## [ASSIGNMENT]
Find the line with "[(215, 11), (75, 90)]" and the line with "[(413, 19), (21, 121), (475, 50), (78, 236)]" in the entries below; output exactly those two lines, every line between them, and no others.

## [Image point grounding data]
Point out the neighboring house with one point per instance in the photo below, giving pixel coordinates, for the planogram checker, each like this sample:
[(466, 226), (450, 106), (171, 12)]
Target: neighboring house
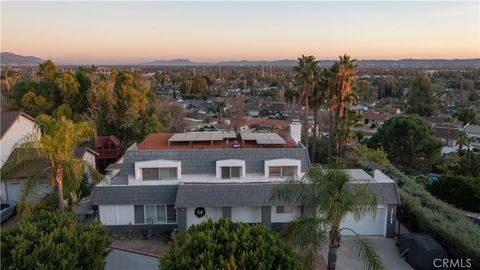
[(172, 181), (109, 151), (374, 120), (445, 131), (88, 155), (15, 126), (14, 186), (473, 133)]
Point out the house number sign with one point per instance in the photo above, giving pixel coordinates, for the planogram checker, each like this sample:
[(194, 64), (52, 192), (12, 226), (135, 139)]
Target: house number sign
[(199, 211)]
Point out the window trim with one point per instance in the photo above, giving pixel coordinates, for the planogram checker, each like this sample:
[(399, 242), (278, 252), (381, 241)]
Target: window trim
[(230, 172), (284, 207), (165, 206), (295, 168)]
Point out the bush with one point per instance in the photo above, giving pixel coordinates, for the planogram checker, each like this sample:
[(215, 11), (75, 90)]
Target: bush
[(228, 245), (50, 240), (464, 192), (424, 213)]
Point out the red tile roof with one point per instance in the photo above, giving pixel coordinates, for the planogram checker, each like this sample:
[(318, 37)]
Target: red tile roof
[(159, 141), (376, 116)]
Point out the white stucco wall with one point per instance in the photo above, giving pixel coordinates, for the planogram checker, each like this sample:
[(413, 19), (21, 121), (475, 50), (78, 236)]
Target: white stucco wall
[(158, 163), (283, 162), (230, 163), (285, 217), (21, 128), (210, 213), (247, 214), (116, 214)]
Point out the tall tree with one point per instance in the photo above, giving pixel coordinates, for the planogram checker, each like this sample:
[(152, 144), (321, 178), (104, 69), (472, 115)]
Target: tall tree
[(420, 97), (409, 141), (54, 154), (341, 96), (327, 198), (306, 76)]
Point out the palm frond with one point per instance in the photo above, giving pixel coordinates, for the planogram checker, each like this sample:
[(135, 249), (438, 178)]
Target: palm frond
[(368, 253), (30, 189), (308, 235)]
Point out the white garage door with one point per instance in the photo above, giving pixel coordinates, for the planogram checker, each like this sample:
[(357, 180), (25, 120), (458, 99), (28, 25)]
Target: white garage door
[(368, 225)]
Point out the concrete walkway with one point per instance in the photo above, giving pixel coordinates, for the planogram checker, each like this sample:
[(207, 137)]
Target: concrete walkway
[(123, 260), (348, 259)]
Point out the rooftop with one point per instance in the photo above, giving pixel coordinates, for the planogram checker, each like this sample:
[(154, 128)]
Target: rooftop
[(214, 140)]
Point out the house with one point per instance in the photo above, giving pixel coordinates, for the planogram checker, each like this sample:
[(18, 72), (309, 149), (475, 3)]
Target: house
[(172, 181), (14, 186), (108, 149), (374, 119), (15, 126), (473, 133)]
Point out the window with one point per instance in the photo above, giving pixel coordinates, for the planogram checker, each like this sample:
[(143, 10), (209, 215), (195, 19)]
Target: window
[(282, 171), (284, 209), (147, 214), (159, 173), (150, 173), (171, 214), (231, 172), (168, 173)]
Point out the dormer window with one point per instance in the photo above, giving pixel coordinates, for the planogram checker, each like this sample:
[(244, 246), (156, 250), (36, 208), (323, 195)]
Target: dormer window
[(233, 172), (230, 169), (282, 168), (159, 173)]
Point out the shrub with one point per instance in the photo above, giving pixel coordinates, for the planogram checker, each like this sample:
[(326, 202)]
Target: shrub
[(426, 214), (50, 240), (228, 245), (464, 192)]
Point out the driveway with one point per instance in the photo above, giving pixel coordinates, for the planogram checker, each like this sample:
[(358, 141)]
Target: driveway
[(123, 260), (348, 259)]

## [ANSWER TO THE PROBLEM]
[(215, 11), (75, 90)]
Target: bush
[(228, 245), (50, 240), (464, 192), (424, 213)]
Point out the red tile roof with one point per instance in the photo above, giving pixel coordinates, for the planogram checker, each like this sample:
[(318, 37)]
Target: red tile roof
[(159, 141), (376, 116)]
Point out the white stucco wall with one point per instance in the photo above, giving pixel coordinates, for the planogram checker, each like this sample:
[(413, 19), (21, 121), (475, 50), (78, 236)]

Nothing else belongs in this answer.